## Brief
Rewrite the records below, changing "balcony railing" to "porch railing" wherever it appears and keeping everything else the same. Leave the pictures out.

## Input material
--------------------------------------------------
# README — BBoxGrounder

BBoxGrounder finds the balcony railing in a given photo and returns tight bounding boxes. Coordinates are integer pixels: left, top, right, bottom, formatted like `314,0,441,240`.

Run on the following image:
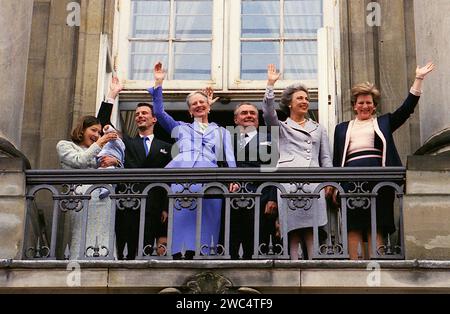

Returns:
23,167,405,260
--------------------------------------------------
## Response to this exercise
# README — BBoxGrounder

BBoxGrounder finds the porch railing in a given photo and returns tight bounding boxes. Coordinates are integer pixels: left, top, right, bottom, formatted like `314,0,441,240`.

Run on the following image:

Returns:
23,167,405,260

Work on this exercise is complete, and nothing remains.